Start of Block
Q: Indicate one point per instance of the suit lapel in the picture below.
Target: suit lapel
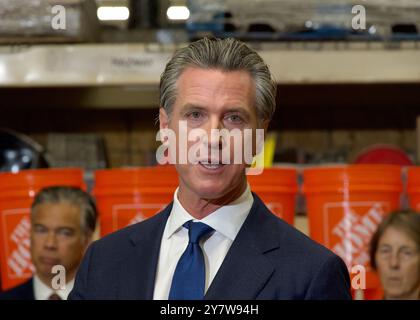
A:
(246, 270)
(137, 273)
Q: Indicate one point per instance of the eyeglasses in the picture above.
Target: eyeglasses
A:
(403, 254)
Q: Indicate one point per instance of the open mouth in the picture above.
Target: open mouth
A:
(211, 166)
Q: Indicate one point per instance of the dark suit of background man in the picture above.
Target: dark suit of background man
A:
(217, 239)
(63, 220)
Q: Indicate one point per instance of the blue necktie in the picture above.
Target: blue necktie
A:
(188, 282)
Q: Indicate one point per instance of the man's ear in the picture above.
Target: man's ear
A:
(163, 119)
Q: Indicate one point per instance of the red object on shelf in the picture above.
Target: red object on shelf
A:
(383, 154)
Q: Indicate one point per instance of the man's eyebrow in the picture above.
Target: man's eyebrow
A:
(191, 106)
(239, 110)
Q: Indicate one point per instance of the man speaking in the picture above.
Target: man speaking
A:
(217, 239)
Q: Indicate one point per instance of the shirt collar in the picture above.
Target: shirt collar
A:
(43, 292)
(226, 220)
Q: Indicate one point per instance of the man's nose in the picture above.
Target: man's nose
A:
(50, 241)
(394, 261)
(213, 133)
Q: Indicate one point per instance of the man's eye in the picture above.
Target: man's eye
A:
(39, 229)
(65, 233)
(384, 251)
(194, 115)
(235, 118)
(407, 253)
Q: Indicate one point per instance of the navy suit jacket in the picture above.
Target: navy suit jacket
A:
(269, 259)
(25, 291)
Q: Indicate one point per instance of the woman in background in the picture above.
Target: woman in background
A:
(395, 255)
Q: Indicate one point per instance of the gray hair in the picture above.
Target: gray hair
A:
(74, 196)
(227, 55)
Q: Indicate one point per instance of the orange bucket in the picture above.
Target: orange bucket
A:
(277, 188)
(17, 191)
(127, 196)
(413, 187)
(345, 204)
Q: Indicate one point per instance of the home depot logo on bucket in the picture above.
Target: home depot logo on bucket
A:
(349, 226)
(124, 215)
(16, 239)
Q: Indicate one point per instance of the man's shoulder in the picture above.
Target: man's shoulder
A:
(24, 291)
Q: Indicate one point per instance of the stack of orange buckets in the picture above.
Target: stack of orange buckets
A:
(345, 204)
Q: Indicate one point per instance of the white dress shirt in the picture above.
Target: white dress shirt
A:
(43, 292)
(226, 221)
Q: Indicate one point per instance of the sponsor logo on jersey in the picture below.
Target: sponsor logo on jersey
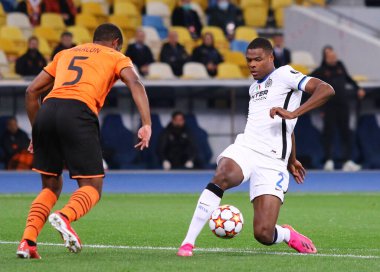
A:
(268, 83)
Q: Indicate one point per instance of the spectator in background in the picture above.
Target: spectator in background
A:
(337, 111)
(225, 15)
(185, 16)
(15, 143)
(282, 55)
(32, 9)
(66, 42)
(176, 146)
(174, 53)
(32, 62)
(64, 7)
(140, 53)
(207, 54)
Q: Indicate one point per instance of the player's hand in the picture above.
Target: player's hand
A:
(297, 170)
(30, 147)
(284, 114)
(144, 134)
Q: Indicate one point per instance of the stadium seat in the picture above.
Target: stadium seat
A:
(21, 21)
(95, 9)
(15, 35)
(239, 45)
(309, 143)
(127, 26)
(159, 9)
(256, 16)
(220, 41)
(157, 23)
(184, 38)
(47, 33)
(368, 133)
(244, 33)
(80, 34)
(170, 3)
(303, 58)
(204, 152)
(275, 4)
(152, 39)
(229, 71)
(149, 156)
(237, 58)
(53, 20)
(88, 21)
(160, 70)
(194, 70)
(117, 143)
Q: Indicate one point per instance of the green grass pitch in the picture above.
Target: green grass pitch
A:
(141, 232)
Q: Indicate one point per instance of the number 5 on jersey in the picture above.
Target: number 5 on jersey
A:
(75, 68)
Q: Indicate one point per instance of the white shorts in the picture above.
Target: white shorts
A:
(267, 175)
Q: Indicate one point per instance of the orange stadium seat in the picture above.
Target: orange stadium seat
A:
(53, 20)
(47, 33)
(88, 21)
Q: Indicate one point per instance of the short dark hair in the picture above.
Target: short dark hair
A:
(108, 32)
(261, 43)
(66, 33)
(176, 113)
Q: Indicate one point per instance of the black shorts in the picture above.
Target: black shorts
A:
(66, 132)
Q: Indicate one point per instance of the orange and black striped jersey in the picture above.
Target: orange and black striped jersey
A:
(86, 73)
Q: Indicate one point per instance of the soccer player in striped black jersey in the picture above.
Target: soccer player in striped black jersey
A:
(265, 153)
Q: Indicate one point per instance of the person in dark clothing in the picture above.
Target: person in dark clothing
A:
(337, 112)
(207, 54)
(185, 16)
(225, 15)
(281, 54)
(32, 62)
(140, 53)
(14, 140)
(65, 43)
(174, 54)
(64, 7)
(176, 147)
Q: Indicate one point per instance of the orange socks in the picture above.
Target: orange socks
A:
(38, 214)
(80, 202)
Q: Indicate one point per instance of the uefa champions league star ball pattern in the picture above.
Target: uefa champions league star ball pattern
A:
(226, 222)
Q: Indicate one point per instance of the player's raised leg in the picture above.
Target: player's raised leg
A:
(38, 214)
(266, 211)
(79, 204)
(228, 175)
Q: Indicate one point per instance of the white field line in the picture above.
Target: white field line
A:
(231, 250)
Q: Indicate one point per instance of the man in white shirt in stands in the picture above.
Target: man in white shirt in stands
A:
(265, 153)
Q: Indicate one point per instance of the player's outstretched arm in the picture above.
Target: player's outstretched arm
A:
(320, 92)
(41, 84)
(132, 80)
(294, 166)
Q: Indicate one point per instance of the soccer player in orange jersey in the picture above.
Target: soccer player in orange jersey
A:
(66, 129)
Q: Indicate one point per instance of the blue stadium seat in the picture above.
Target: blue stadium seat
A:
(308, 143)
(239, 45)
(204, 152)
(117, 143)
(368, 133)
(156, 22)
(149, 156)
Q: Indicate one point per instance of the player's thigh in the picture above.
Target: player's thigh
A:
(233, 167)
(48, 158)
(80, 141)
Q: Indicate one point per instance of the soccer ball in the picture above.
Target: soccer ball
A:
(226, 222)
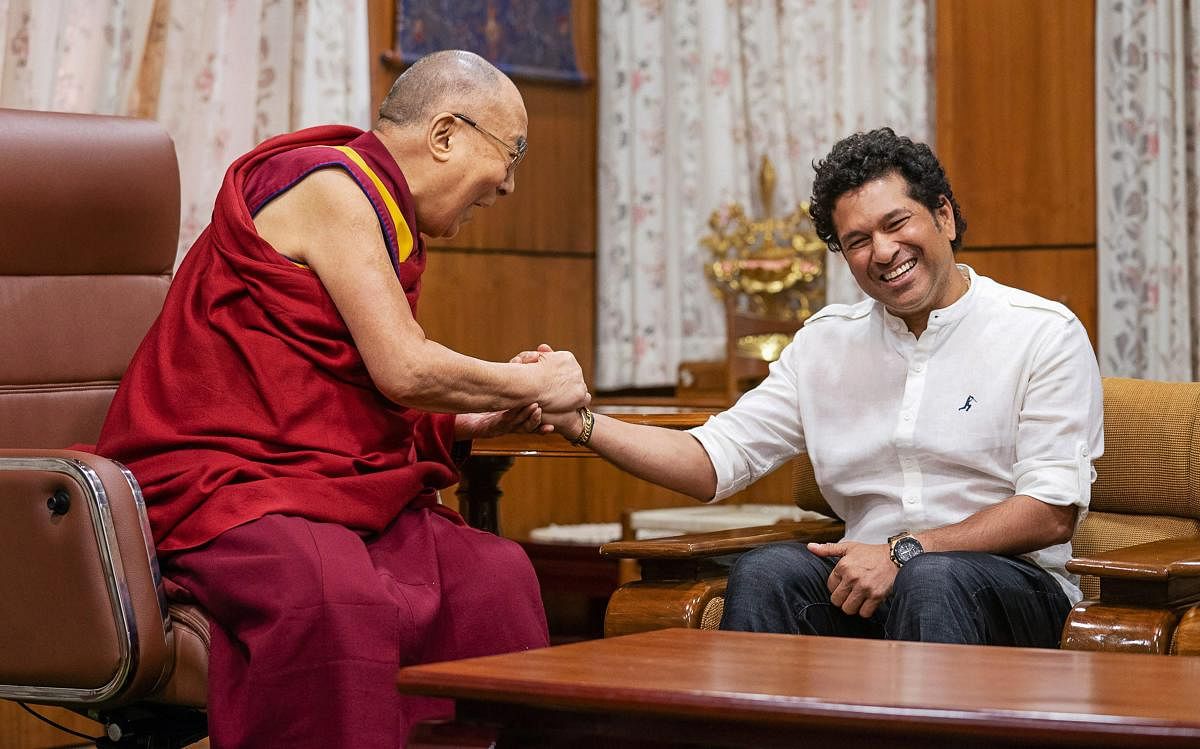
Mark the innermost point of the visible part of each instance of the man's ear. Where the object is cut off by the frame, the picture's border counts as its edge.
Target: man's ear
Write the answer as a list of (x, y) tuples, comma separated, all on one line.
[(945, 217), (441, 133)]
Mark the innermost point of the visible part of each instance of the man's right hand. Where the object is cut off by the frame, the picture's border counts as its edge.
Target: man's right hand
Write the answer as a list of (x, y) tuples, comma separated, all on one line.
[(563, 387)]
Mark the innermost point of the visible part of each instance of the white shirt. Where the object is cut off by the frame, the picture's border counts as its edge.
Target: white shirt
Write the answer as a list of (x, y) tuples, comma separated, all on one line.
[(1000, 396)]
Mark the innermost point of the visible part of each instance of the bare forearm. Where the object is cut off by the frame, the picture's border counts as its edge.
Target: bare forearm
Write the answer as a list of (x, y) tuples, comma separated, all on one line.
[(432, 377), (667, 457), (1019, 525)]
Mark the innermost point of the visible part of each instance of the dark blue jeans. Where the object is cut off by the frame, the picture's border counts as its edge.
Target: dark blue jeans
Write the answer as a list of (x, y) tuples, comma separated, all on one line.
[(946, 597)]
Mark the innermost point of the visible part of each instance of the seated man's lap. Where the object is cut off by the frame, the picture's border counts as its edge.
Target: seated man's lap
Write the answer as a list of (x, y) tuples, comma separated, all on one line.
[(940, 597)]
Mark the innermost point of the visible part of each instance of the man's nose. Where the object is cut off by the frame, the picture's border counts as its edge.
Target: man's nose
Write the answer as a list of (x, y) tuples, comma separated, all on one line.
[(883, 249), (510, 183)]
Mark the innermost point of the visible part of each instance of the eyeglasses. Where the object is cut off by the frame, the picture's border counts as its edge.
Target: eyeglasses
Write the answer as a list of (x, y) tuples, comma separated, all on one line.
[(516, 154)]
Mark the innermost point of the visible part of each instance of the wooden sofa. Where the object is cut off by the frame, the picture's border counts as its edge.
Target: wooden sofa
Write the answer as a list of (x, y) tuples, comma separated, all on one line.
[(1138, 549)]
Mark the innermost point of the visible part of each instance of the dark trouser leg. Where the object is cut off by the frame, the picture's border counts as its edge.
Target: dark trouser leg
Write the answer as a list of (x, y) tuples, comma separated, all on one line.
[(783, 588), (977, 599)]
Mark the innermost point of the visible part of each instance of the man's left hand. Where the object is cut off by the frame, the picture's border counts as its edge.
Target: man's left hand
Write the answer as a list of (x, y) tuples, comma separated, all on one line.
[(862, 579)]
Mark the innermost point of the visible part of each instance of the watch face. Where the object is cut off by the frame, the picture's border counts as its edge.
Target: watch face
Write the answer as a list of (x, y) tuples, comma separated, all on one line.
[(906, 549)]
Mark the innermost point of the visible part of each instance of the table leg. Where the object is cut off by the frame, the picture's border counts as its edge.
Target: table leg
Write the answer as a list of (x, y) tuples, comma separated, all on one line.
[(479, 491)]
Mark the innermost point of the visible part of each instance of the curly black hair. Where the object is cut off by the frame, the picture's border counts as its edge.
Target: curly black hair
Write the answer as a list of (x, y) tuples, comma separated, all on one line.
[(858, 159)]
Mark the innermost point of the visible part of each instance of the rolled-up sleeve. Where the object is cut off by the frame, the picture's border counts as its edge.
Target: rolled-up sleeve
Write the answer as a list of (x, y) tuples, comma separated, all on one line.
[(1061, 423), (759, 433)]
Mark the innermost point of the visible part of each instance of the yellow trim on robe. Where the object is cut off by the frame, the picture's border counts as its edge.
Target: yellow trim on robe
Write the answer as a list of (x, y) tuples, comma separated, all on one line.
[(403, 234)]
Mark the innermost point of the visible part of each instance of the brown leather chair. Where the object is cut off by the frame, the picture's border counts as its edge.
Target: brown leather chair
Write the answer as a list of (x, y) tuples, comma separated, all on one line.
[(1138, 549), (89, 223)]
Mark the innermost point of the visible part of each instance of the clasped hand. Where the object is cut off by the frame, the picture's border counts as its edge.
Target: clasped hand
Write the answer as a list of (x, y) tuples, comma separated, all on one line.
[(863, 576), (567, 388)]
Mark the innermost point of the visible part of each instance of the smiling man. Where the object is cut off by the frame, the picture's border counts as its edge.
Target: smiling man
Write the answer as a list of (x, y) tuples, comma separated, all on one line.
[(291, 424), (952, 423)]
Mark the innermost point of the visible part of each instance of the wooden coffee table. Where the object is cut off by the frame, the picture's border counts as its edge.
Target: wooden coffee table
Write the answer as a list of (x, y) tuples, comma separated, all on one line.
[(700, 688)]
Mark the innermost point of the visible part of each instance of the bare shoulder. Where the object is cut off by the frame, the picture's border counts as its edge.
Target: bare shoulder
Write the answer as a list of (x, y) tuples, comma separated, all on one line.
[(324, 211)]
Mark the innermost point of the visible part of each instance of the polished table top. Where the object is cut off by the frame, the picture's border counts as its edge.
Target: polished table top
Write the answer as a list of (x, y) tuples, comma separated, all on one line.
[(988, 691)]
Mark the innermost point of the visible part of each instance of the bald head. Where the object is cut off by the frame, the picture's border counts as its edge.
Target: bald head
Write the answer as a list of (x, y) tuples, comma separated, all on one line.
[(443, 81)]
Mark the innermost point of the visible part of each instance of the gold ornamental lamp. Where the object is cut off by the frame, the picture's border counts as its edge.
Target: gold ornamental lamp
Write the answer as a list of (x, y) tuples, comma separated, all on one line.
[(769, 271)]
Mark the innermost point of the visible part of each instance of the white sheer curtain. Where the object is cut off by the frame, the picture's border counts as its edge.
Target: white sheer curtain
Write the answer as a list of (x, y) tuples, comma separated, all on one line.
[(1146, 127), (693, 94), (221, 76)]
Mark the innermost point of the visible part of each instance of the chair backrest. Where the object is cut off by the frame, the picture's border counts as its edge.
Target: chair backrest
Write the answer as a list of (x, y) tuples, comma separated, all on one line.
[(1147, 485), (1147, 481), (89, 225)]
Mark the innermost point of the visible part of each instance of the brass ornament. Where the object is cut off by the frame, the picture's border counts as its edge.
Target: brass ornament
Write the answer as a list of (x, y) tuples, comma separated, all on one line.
[(771, 268)]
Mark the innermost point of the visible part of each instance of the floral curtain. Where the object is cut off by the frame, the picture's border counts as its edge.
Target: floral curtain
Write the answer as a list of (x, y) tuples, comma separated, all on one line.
[(219, 76), (1146, 130), (693, 94)]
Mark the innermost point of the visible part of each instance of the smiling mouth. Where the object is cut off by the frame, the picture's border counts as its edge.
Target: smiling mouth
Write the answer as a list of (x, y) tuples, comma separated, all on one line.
[(892, 275)]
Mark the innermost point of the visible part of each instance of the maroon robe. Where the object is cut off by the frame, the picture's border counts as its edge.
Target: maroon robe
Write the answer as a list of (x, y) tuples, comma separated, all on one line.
[(288, 497)]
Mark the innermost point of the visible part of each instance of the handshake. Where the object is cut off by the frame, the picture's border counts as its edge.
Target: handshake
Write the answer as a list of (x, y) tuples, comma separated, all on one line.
[(562, 394)]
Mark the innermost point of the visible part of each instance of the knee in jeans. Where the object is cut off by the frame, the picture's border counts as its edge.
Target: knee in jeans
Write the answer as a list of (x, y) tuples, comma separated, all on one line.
[(927, 573), (774, 564), (757, 563)]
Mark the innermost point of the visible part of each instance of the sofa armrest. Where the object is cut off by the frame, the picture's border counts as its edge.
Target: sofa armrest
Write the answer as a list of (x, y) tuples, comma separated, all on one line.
[(84, 618), (720, 543), (1163, 573)]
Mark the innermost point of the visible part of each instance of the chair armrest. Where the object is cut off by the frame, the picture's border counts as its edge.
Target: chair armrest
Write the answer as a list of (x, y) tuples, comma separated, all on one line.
[(719, 543), (1163, 573), (84, 618)]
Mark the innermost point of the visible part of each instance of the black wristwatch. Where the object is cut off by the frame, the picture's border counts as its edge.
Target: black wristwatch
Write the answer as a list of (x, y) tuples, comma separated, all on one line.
[(904, 547)]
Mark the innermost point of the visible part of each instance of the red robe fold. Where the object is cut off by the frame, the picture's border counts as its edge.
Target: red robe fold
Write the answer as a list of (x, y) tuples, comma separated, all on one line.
[(249, 397)]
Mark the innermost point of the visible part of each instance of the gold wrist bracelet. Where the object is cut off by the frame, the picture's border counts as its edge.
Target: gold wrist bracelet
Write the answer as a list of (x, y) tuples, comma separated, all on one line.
[(589, 420)]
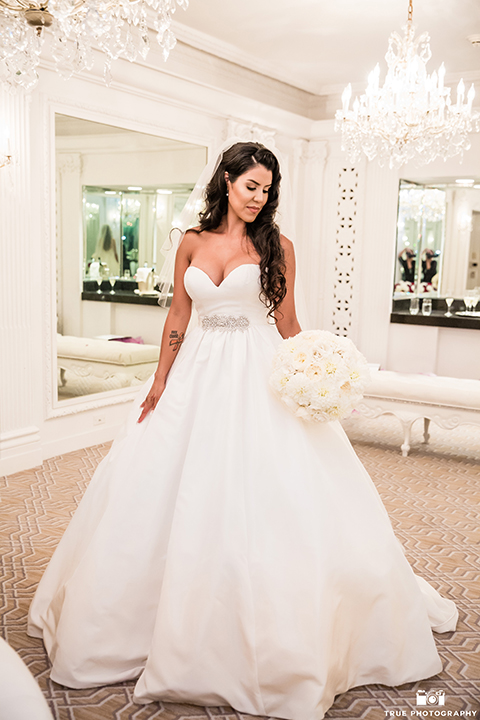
End of Block
What you should do :: Filter the entries down to the lines that include the string "white".

Answer to the problem ::
Q: Indicate one point per instance of the white dress shirt in the picture above.
Target: white dress shirt
Q: Indicate one point per instance of the white shorts in the picture above.
Target: white shorts
Q: Indicate one point per instance of the white field line in the picture above.
Target: white field line
Q: Indicate one point per instance of the man in white shirt in stands in the picture above.
Target: man in white shirt in stands
Mark the innermost point of the visible part of each instance of the white shirt. Where the object is cut off by the frame, the picture's border counts as its edge.
Target: white shirt
Mark the innermost point of the visible part of each instance of the white sheer curtain. Where the object is cut off by the frame, the picture's border counts as its edge.
Target: white sheer curtain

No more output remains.